__Task details__
Convert every line of the items below into a JSON list of strings, one string per line, with blank lines left out. Leave the pictures out of the list.

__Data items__
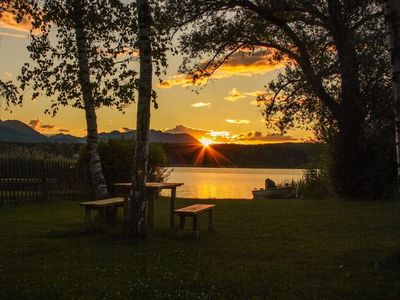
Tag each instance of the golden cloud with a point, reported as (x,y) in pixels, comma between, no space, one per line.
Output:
(21,36)
(252,137)
(8,21)
(120,53)
(201,104)
(242,63)
(234,95)
(237,121)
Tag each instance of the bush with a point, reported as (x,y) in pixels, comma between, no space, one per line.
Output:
(314,184)
(117,160)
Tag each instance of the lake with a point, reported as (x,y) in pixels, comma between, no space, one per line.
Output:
(222,183)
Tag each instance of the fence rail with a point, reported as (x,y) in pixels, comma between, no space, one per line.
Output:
(28,180)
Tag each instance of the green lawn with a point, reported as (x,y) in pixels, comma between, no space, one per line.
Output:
(287,249)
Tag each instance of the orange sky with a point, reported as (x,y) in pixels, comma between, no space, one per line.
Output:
(224,110)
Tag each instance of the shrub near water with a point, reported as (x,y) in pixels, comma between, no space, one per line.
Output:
(117,160)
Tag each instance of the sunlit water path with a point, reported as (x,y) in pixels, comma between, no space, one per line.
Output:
(222,183)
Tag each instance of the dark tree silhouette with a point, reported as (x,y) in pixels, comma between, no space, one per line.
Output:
(336,67)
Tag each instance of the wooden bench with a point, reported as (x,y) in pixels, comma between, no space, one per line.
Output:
(194,211)
(107,208)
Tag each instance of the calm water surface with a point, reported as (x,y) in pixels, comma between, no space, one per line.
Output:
(222,183)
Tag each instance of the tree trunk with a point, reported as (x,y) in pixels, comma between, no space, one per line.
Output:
(349,174)
(392,16)
(99,183)
(137,213)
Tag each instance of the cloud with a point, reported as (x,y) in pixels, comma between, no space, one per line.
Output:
(39,126)
(34,123)
(120,53)
(242,64)
(126,129)
(201,104)
(237,121)
(252,137)
(197,133)
(21,36)
(6,76)
(46,126)
(8,21)
(234,95)
(258,137)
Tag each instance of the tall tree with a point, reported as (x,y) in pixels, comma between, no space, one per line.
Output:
(393,31)
(9,92)
(82,58)
(137,215)
(335,60)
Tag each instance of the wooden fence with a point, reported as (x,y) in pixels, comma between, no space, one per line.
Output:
(27,179)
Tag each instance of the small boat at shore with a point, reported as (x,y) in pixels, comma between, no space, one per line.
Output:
(283,192)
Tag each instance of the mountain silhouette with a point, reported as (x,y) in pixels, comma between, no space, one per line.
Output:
(17,131)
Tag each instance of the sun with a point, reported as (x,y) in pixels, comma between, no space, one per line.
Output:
(205,142)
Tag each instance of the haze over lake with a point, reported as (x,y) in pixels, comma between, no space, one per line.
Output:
(223,183)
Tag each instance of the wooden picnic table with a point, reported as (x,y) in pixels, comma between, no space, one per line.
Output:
(123,190)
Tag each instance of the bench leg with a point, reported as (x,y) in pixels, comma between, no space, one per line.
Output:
(195,233)
(181,225)
(87,214)
(111,214)
(210,220)
(102,215)
(172,208)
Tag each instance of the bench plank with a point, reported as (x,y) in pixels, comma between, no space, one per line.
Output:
(107,208)
(104,202)
(194,209)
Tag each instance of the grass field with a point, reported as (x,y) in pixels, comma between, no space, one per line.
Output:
(286,249)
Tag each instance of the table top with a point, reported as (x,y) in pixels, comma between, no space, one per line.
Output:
(154,185)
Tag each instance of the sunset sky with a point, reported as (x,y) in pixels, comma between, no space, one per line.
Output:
(225,110)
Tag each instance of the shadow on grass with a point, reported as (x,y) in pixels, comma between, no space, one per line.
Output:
(391,264)
(83,231)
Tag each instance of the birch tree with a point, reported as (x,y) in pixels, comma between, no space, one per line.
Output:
(393,32)
(137,201)
(82,57)
(336,72)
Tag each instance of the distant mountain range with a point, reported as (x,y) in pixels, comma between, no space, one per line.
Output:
(17,131)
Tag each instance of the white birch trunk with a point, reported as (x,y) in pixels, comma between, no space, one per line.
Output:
(392,16)
(99,183)
(138,194)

__Output for this task__
[
  "Tag each instance of the golden cloud with a point, reported as (x,y) in pixels, comma between, no space, one per line.",
  "Output:",
  "(21,36)",
  "(252,137)",
  "(8,21)",
  "(120,53)",
  "(201,104)",
  "(242,63)",
  "(234,95)",
  "(237,121)",
  "Tag each instance of the bush with a point, reported as (x,y) in pixels, comma between, no space, one per line.",
  "Output:",
  "(314,184)",
  "(117,160)",
  "Tag each instance of the lake with a point, reported as (x,y) in pixels, comma between, no space, one per line.",
  "Output:",
  "(222,183)",
  "Tag each instance of the fence rail with a point, reported as (x,y) in pixels, comma between, no space, one per line.",
  "Output:",
  "(28,180)",
  "Tag each instance of the green lawn with a point, reported as (x,y) in pixels, comma between, no space, one per line.",
  "Output:",
  "(287,249)",
  "Tag each instance of the orange sky with a point, reported as (x,y) in pixels, comma between, no space, one per line.",
  "Output:",
  "(224,110)",
  "Tag each instance of the shrub near water with a point, reported as (x,y) in pixels, comma between, no space, one per line.",
  "Output:",
  "(117,160)",
  "Tag each instance of the sunlit water path with a point, reported as (x,y) in pixels, comma between, no space, one per line.",
  "Output:",
  "(222,183)",
  "Tag each instance of the dark tree silhouette with a point, reported as (x,y) in pixels, comma between, no space, one per line.",
  "Output:",
  "(336,67)",
  "Tag each instance of the wooden bench with a point, reported as (x,y) in pixels, comma between, no space, one per line.",
  "Output:",
  "(194,211)",
  "(107,208)",
  "Tag each instance of the calm water surface with a point, reported as (x,y) in pixels, comma between, no space, one per line.",
  "Output:",
  "(222,183)",
  "Tag each instance of the tree trunk with a point, reported as (x,y) in pixels, comma between, no space, one per line.",
  "Output:",
  "(349,174)",
  "(392,16)",
  "(99,183)",
  "(137,213)",
  "Tag each instance of the cloud with a point, reported as (x,y) in pixels, comma between, no space, one per line.",
  "Output:",
  "(39,126)",
  "(34,123)",
  "(120,53)",
  "(242,64)",
  "(126,129)",
  "(201,104)",
  "(237,121)",
  "(252,137)",
  "(197,133)",
  "(21,36)",
  "(6,76)",
  "(46,126)",
  "(8,21)",
  "(234,95)",
  "(258,137)",
  "Tag each instance of the tall tree with a point, reported as (x,y) in pixels, comma between, no space, one per line.",
  "Output:",
  "(393,31)",
  "(9,92)",
  "(82,58)",
  "(137,215)",
  "(335,60)",
  "Tag each instance of the wooden fence with a point, reported as (x,y) in pixels, comma between, no space, one per line.",
  "Output:",
  "(27,179)",
  "Tag each instance of the small boat at shore with a point, reported as (x,y) in pixels, comma between, no space, one per line.",
  "Output:",
  "(283,192)",
  "Tag each instance of the mountain silhouette with a point, reported as (x,y) in pixels, comma between, no space, one per line.",
  "Output:",
  "(17,131)",
  "Tag each instance of the sun with a point, reported as (x,y) in pixels, comma between, no space, one per line.",
  "Output:",
  "(205,142)",
  "Tag each instance of the haze over lake with a point, reported as (x,y) in pixels, comma between, no space, one per line.",
  "Output:",
  "(223,183)",
  "Tag each instance of the wooden picnic table with a point, reported as (x,y) in pixels, comma between, no space, one per line.",
  "Output:",
  "(123,190)",
  "Tag each instance of the bench leg with a point, reported as (x,y) in pixels, comma between, no space, one per line.",
  "Output:",
  "(195,233)",
  "(181,225)",
  "(87,214)",
  "(111,214)",
  "(210,220)",
  "(102,215)",
  "(172,208)",
  "Tag each instance of the bench plank with a point, reported as (x,y) in pixels, comma between, no space, one per line.",
  "Output:",
  "(107,208)",
  "(104,202)",
  "(194,209)",
  "Tag each instance of the grass field with a point, reported as (x,y) in pixels, comma between, no space, one per line.",
  "Output:",
  "(286,249)",
  "Tag each instance of the table top with a point, reported as (x,y) in pixels, comma between, no space, one per line.",
  "Output:",
  "(154,185)",
  "Tag each instance of the sunset sky with a point, reported as (x,y) in pixels, comma between, no space, one per line.",
  "Output:",
  "(225,110)",
  "Tag each instance of the shadow on grass with a point, reported as (x,y) in pixels, comma between, no space, one per line.",
  "Output:",
  "(391,264)",
  "(83,231)",
  "Tag each instance of the birch tree with a point, reported as (x,y) in pixels, comma between, no space, one per line.",
  "Output:",
  "(393,32)",
  "(137,201)",
  "(82,57)",
  "(336,72)",
  "Tag each instance of the distant mountain range with a point, reported as (x,y) in pixels, comma between, no space, one per line.",
  "Output:",
  "(17,131)",
  "Tag each instance of the white birch trunk with a point, reported as (x,y) in pixels, comma between, no space, one per line.",
  "Output:",
  "(392,16)",
  "(99,183)",
  "(138,194)"
]